:: EXTRACT PROVIDED ::
______________________________

14.5 Cross-Validation for Model Selection

14.5.1 Comparing Multiple Models

python
def compare_models_cv():
    """Compare multiple models using cross-validation"""
    
    print("Comparing Multiple Models with Cross-Validation:")
    
    # Load data
    X, y = load_iris(return_X_y=True)
    
    print(f"Dataset: {X.shape[0]} samples, {X.shape[1]} features")
    
    # Define models to compare
    models = {
        'Logistic Regression': LogisticRegression(random_state=42, max_iter=1000),
        'Random Forest': RandomForestClassifier(n_estimators=100, random_state=42),
        'SVM (RBF)': SVC(kernel='rbf', random_state=42),
        'KNN': KNeighborsClassifier(n_neighbors=5)
    }
    
    # Cross-validation settings
    cv = StratifiedKFold(n_splits=5, shuffle=True, random_state=42)
    
    # Evaluate each model
    results = {}
    
    print(f"\nModel Comparison Results:")
    print("-" * 60)

______________________________

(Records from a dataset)
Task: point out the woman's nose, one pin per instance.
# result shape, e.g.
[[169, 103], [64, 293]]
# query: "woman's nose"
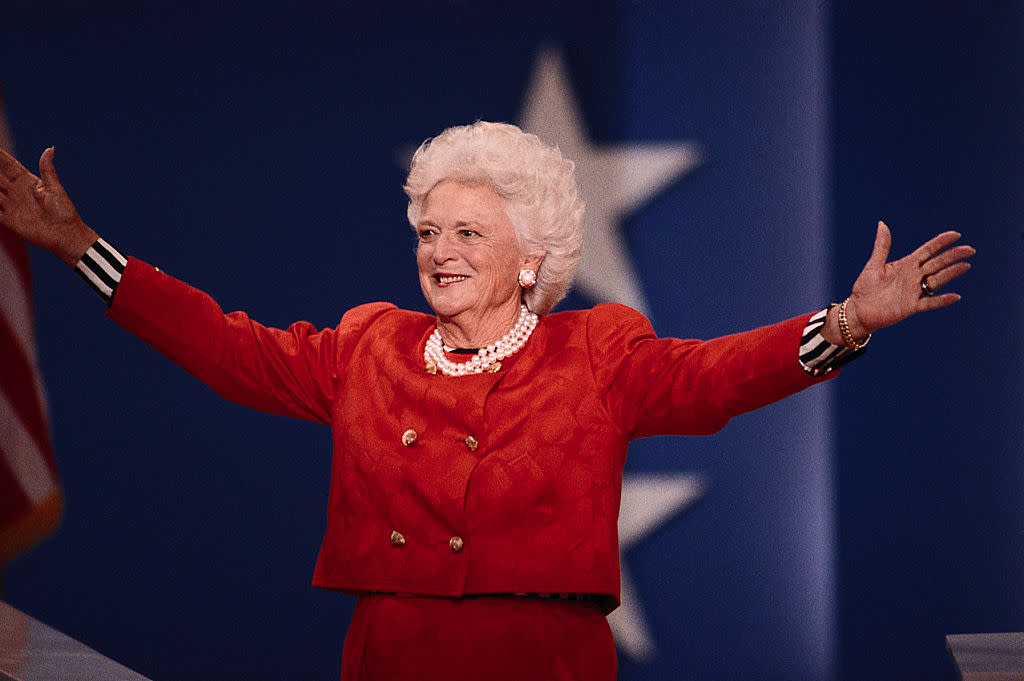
[[443, 249]]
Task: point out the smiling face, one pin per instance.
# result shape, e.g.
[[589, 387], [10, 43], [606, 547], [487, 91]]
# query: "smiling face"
[[469, 261]]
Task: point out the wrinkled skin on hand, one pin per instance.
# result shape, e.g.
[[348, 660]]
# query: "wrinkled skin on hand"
[[38, 209]]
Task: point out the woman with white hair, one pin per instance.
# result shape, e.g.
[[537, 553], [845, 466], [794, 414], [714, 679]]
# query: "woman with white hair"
[[478, 451]]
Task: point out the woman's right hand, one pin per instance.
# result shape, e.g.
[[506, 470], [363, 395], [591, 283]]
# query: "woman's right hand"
[[38, 209]]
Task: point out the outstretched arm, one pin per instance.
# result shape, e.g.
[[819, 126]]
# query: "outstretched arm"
[[889, 292], [39, 210]]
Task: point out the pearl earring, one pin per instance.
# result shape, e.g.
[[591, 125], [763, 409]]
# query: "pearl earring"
[[527, 279]]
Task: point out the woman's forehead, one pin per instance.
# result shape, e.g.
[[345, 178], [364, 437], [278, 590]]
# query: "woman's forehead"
[[464, 201]]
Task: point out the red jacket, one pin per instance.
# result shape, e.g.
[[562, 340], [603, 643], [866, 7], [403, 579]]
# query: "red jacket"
[[491, 483]]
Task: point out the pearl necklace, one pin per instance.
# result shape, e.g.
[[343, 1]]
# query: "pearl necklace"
[[486, 358]]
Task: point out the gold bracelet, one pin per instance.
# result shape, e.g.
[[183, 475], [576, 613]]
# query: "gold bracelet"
[[844, 328]]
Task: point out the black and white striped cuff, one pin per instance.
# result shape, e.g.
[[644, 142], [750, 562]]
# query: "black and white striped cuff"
[[817, 355], [101, 266]]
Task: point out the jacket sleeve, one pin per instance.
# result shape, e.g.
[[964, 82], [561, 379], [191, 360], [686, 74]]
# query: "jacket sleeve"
[[663, 386], [290, 372]]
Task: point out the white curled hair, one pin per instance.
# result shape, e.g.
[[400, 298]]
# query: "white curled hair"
[[537, 182]]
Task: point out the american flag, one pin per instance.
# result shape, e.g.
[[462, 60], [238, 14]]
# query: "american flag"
[[31, 500]]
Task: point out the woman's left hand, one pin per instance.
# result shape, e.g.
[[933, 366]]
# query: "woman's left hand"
[[889, 292]]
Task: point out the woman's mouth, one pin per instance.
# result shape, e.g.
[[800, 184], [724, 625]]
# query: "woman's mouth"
[[444, 280]]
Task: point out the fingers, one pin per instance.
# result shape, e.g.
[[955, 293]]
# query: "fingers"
[[938, 280], [929, 249], [937, 301], [883, 242], [46, 170]]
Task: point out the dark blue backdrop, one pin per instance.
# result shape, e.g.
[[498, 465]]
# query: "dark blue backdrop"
[[254, 154]]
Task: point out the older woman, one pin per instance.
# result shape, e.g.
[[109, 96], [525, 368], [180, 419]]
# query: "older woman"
[[478, 452]]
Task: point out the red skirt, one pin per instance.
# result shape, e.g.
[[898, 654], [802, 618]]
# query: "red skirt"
[[424, 638]]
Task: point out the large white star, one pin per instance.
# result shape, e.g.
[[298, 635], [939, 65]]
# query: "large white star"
[[648, 501], [614, 180]]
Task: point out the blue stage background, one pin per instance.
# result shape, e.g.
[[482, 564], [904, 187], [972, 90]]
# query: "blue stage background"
[[256, 155]]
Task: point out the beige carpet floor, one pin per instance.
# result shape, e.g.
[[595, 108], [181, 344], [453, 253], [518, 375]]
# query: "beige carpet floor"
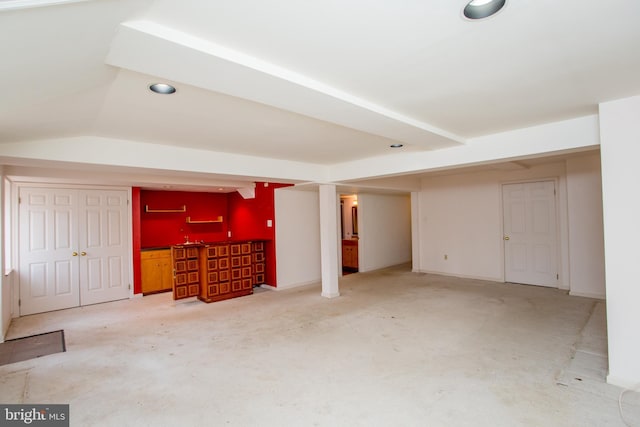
[[395, 349]]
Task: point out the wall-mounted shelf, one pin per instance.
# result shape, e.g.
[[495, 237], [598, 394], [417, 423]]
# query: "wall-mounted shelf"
[[203, 221], [181, 209]]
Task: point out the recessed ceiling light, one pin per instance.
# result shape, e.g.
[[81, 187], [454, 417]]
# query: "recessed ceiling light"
[[479, 9], [162, 88]]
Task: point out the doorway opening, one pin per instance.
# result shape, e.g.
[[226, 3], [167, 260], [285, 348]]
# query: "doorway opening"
[[530, 233], [349, 233]]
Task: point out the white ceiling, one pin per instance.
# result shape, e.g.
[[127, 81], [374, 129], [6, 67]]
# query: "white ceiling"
[[321, 83]]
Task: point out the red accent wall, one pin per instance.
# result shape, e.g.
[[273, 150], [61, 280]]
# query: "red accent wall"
[[135, 228], [248, 220], [159, 229], [245, 218]]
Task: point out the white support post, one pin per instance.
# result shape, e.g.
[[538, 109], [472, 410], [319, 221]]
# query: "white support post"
[[329, 240], [620, 150]]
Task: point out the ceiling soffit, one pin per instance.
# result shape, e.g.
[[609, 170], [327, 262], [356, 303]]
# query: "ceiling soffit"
[[204, 64]]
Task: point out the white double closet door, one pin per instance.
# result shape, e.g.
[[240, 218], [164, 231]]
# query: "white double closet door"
[[73, 247]]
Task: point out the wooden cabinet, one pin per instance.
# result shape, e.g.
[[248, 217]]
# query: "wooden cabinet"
[[230, 270], [156, 271], [350, 255], [186, 271]]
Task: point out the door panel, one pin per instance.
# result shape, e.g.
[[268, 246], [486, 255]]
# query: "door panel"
[[530, 233], [103, 235], [48, 270], [72, 248]]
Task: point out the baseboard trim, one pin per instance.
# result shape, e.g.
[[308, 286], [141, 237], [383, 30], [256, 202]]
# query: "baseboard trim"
[[290, 286], [588, 295], [461, 276]]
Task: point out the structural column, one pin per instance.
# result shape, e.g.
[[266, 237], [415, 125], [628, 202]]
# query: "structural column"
[[620, 151], [329, 240], [415, 232]]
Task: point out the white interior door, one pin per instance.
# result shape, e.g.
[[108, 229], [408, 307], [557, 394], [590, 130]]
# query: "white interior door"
[[73, 248], [530, 233], [103, 246], [48, 269]]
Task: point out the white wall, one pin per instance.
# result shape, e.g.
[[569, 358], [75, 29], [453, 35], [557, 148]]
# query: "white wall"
[[620, 150], [586, 237], [5, 280], [297, 222], [461, 216], [384, 229]]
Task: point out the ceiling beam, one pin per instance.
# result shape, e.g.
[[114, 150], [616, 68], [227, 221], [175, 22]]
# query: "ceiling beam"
[[157, 50]]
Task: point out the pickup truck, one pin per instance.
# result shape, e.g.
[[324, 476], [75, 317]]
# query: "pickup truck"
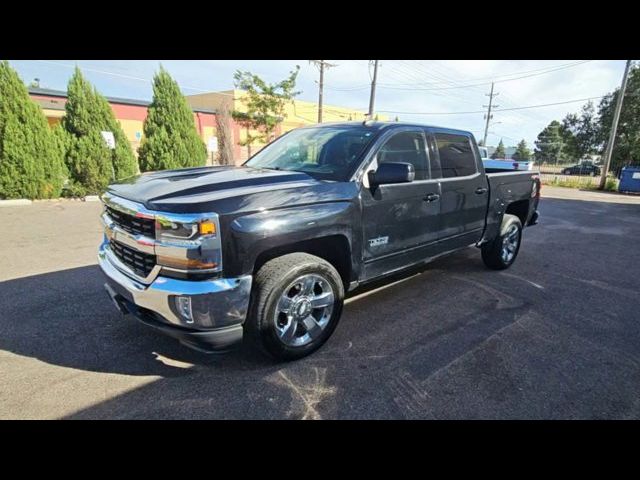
[[267, 251], [502, 164]]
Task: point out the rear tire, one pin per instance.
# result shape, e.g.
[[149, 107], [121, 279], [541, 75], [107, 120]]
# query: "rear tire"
[[502, 252], [295, 306]]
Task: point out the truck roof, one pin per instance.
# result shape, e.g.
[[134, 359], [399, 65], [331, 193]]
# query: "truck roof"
[[386, 125]]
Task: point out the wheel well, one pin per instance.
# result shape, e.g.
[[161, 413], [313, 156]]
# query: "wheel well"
[[335, 249], [520, 209]]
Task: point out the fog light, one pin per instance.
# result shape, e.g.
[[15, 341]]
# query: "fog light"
[[207, 228], [183, 305]]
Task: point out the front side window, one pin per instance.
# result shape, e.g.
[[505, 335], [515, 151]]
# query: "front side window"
[[456, 155], [406, 147], [328, 153]]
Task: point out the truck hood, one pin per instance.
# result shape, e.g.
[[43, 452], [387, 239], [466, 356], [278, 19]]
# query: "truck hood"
[[228, 189]]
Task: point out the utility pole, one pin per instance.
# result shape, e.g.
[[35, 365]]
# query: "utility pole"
[[488, 116], [614, 128], [372, 98], [321, 64]]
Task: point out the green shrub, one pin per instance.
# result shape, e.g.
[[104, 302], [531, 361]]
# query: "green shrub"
[[170, 136], [89, 163], [31, 161]]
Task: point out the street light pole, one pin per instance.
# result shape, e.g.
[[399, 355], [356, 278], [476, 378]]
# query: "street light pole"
[[321, 64], [372, 98], [614, 128], [486, 127]]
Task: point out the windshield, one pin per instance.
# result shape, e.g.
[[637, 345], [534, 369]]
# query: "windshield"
[[328, 153]]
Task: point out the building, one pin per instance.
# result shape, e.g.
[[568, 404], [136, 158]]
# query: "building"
[[132, 113], [129, 113]]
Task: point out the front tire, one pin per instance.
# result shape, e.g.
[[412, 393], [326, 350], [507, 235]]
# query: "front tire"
[[296, 305], [502, 252]]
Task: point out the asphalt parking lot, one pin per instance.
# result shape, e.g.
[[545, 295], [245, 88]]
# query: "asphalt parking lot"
[[556, 336]]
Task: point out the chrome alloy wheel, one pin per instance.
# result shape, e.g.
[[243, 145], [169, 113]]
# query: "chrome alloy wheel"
[[304, 310], [510, 244]]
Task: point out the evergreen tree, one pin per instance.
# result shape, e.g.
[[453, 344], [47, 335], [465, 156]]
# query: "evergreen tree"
[[626, 149], [31, 164], [224, 135], [522, 151], [500, 152], [549, 144], [170, 136], [87, 115]]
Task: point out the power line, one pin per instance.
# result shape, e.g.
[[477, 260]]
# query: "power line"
[[502, 110], [321, 64], [543, 70], [483, 83], [488, 115]]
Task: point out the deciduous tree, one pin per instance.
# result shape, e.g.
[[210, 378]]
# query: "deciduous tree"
[[264, 104], [522, 151]]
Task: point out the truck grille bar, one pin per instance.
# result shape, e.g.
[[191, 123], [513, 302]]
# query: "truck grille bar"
[[141, 263], [132, 224]]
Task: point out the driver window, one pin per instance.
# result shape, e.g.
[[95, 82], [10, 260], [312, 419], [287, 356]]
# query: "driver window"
[[407, 147]]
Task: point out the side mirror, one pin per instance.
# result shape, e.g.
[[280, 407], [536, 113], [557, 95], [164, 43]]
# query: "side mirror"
[[392, 172]]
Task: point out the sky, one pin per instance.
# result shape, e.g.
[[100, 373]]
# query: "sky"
[[434, 92]]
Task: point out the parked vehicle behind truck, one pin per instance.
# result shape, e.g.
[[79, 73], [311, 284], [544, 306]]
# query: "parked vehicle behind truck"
[[267, 251]]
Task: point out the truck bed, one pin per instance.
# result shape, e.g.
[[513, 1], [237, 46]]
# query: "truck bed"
[[511, 192]]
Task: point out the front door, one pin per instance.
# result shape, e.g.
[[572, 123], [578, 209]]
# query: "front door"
[[400, 221]]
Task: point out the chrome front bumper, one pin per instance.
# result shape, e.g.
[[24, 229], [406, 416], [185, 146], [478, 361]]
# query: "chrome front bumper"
[[218, 307]]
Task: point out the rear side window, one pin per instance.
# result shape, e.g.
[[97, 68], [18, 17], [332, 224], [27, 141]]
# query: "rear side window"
[[456, 155], [408, 147]]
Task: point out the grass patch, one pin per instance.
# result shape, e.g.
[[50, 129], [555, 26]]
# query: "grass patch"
[[589, 183]]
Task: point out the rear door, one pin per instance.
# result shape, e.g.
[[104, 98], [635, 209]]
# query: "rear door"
[[464, 188]]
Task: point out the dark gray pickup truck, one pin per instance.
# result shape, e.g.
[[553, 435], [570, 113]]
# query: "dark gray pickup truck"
[[269, 249]]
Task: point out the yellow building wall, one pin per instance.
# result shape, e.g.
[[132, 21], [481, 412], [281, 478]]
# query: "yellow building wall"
[[297, 114]]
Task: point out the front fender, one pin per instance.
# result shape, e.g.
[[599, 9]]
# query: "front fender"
[[250, 235]]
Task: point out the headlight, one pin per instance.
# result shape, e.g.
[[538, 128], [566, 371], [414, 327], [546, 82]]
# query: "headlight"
[[188, 243]]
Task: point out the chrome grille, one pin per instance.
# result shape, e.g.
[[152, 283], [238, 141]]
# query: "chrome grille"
[[132, 224], [141, 263]]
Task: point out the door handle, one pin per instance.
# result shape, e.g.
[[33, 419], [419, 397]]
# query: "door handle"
[[431, 197]]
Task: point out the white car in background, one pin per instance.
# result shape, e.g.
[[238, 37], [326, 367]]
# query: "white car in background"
[[502, 164]]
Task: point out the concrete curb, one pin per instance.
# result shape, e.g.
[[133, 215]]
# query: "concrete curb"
[[15, 203]]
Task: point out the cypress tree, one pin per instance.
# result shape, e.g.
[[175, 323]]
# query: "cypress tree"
[[31, 164], [170, 136], [87, 114]]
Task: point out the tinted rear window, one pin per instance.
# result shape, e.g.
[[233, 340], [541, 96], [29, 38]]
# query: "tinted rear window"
[[456, 155]]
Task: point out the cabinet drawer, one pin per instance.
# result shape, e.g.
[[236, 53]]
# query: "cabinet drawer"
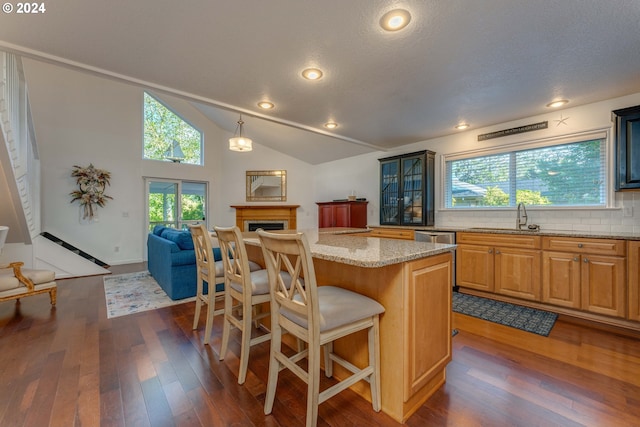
[[506, 240], [392, 233], [585, 246]]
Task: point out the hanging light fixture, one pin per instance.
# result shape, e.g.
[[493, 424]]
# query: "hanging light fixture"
[[240, 143]]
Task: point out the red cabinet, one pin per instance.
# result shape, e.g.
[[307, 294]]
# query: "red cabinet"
[[342, 214]]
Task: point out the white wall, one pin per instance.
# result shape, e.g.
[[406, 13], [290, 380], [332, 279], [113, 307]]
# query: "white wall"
[[361, 173], [82, 119]]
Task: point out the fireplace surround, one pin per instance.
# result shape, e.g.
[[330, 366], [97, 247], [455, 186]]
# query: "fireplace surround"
[[266, 214]]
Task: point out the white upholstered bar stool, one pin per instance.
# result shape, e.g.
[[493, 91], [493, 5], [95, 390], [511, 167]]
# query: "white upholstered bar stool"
[[248, 288], [208, 267], [318, 316]]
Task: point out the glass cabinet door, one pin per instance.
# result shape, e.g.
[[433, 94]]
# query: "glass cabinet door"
[[406, 189], [389, 191]]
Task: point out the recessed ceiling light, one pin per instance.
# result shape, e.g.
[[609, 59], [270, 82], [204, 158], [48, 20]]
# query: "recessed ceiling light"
[[558, 103], [395, 20], [266, 105], [331, 125], [312, 74]]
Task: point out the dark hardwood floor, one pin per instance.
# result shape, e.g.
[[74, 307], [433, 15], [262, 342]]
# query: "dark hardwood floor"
[[71, 366]]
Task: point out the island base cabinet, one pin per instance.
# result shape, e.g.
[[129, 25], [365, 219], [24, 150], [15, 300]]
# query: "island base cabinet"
[[415, 329], [633, 263]]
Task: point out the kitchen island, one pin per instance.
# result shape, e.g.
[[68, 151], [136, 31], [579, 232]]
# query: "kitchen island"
[[412, 280]]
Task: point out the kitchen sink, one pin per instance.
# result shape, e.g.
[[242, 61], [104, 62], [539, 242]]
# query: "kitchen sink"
[[505, 229]]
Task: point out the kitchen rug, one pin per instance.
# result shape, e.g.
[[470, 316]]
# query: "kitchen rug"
[[135, 292], [524, 318]]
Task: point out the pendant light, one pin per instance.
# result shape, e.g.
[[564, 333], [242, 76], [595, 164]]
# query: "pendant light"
[[240, 143]]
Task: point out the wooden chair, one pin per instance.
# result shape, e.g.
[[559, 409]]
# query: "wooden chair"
[[207, 267], [318, 316], [248, 288], [16, 282]]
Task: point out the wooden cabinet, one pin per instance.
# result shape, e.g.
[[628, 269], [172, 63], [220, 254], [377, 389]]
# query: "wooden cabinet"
[[501, 263], [392, 233], [627, 137], [633, 291], [587, 274], [406, 189], [342, 214]]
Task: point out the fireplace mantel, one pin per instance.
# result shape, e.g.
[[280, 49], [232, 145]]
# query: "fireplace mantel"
[[285, 213]]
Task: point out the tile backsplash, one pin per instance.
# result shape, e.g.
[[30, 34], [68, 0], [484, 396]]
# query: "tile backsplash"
[[624, 218]]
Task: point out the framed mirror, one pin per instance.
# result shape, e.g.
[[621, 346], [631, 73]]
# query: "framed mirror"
[[267, 186]]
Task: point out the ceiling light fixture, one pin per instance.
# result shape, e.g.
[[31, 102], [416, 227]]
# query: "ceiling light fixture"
[[266, 105], [312, 74], [395, 20], [558, 103], [240, 143], [331, 125]]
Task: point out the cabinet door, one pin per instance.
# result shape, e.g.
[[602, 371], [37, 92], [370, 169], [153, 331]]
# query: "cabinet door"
[[474, 267], [633, 263], [389, 191], [517, 273], [325, 216], [603, 284], [561, 279], [342, 215], [627, 148]]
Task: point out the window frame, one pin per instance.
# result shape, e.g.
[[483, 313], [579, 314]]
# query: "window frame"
[[584, 136], [172, 110]]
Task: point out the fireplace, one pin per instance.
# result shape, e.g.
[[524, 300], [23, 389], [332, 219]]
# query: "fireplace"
[[265, 225], [267, 217]]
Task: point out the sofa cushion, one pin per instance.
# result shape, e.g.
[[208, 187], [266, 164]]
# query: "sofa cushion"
[[158, 229], [181, 238]]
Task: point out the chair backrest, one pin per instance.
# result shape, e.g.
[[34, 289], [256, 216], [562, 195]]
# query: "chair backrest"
[[203, 249], [290, 252], [234, 258]]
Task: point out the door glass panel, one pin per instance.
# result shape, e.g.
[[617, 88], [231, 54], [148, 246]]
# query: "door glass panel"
[[193, 198], [162, 204]]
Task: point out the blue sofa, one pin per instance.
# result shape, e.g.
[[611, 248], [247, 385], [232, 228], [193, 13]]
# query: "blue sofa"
[[172, 261]]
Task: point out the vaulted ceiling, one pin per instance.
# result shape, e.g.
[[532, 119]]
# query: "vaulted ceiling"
[[476, 61]]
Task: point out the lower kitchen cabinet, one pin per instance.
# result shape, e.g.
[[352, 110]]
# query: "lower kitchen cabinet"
[[633, 263], [510, 265], [586, 274]]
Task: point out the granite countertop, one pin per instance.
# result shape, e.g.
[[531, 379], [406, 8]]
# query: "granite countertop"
[[371, 252], [543, 232]]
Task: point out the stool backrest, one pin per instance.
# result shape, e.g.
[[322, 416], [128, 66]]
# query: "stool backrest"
[[290, 252], [234, 257]]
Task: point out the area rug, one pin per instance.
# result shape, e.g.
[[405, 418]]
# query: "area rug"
[[524, 318], [135, 292]]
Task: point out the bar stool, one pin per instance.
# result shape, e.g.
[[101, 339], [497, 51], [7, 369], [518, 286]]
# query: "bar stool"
[[248, 288], [318, 316], [208, 267]]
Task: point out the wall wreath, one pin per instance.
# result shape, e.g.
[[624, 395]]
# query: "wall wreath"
[[92, 183]]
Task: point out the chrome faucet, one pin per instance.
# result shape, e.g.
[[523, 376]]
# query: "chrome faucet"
[[519, 222]]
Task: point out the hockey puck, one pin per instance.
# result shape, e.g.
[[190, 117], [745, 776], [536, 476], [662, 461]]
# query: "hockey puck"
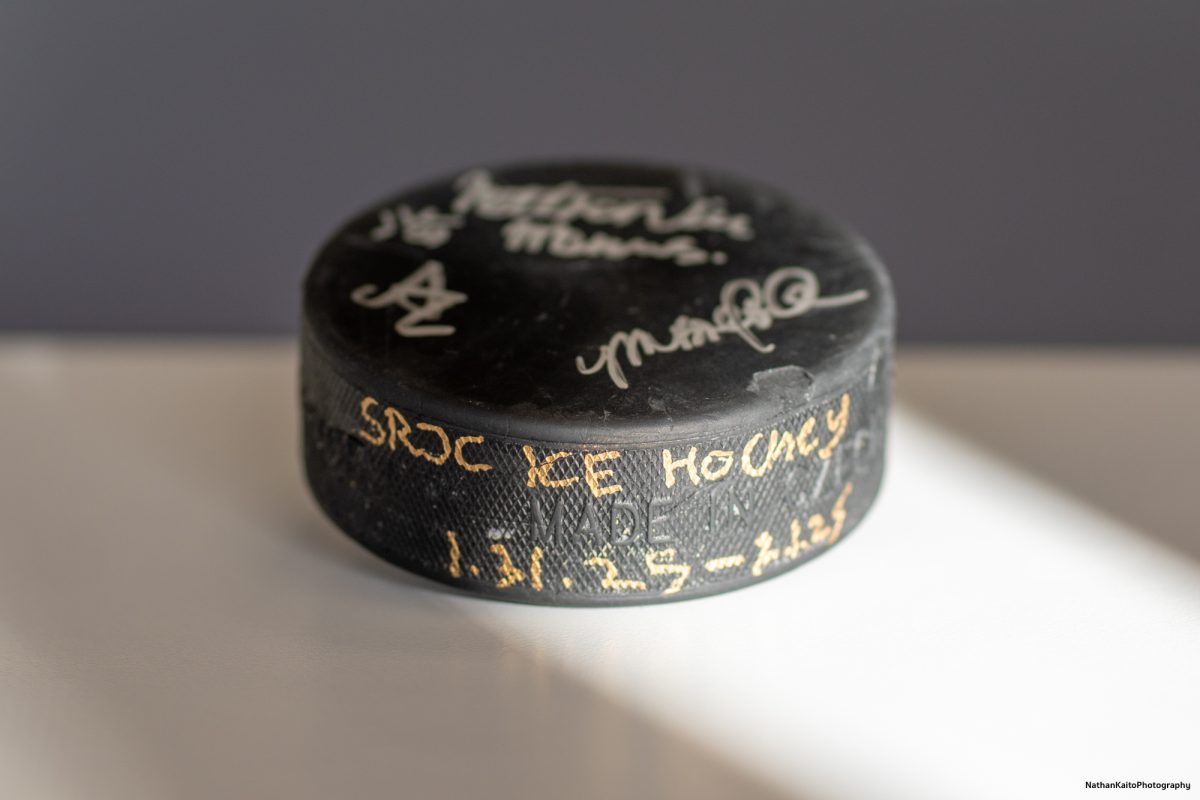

______________________________

:: WHAT TO WORK ON ::
a: Answer these questions about the cross-validation excerpt:
(i) Which kernel is set for the SVM model?
(ii) How many splits does the cross-validation use?
(iii) What value of max_iter is given to the Logistic Regression model?
b: Update the records from the line with "Task: point out the older" up to and including the line with "[[395, 349]]" by replacing "result shape" with "output format", leaving everything else unchanged. Return only those lines, without the pictures.
The cross-validation excerpt and the records have nothing to do with each other.

:: FULL ANSWERS ::
a:
(i) rbf
(ii) 5
(iii) 1000

b:
Task: point out the older woman, one pin per instance.
# output format, e.g.
[[109, 96], [525, 368], [180, 419]]
# query: "older woman"
[[478, 452]]
Task: point out the red skirt, one pin per instance.
# output format, e.g.
[[898, 654], [802, 618]]
# query: "red skirt"
[[424, 638]]
Task: point out the large white star, one pin per instance.
# output format, e.g.
[[298, 635], [939, 65]]
# query: "large white star"
[[648, 501], [614, 180]]
Task: point out the blue stage background, one pin per instance.
# output format, e.g.
[[482, 564], [904, 187], [972, 90]]
# query: "blue stage background"
[[256, 155]]
Task: point out the beige carpet floor, one pin per instance.
# output format, e.g.
[[595, 108], [181, 344], [453, 253], [518, 375]]
# query: "beige carpet floor"
[[395, 349]]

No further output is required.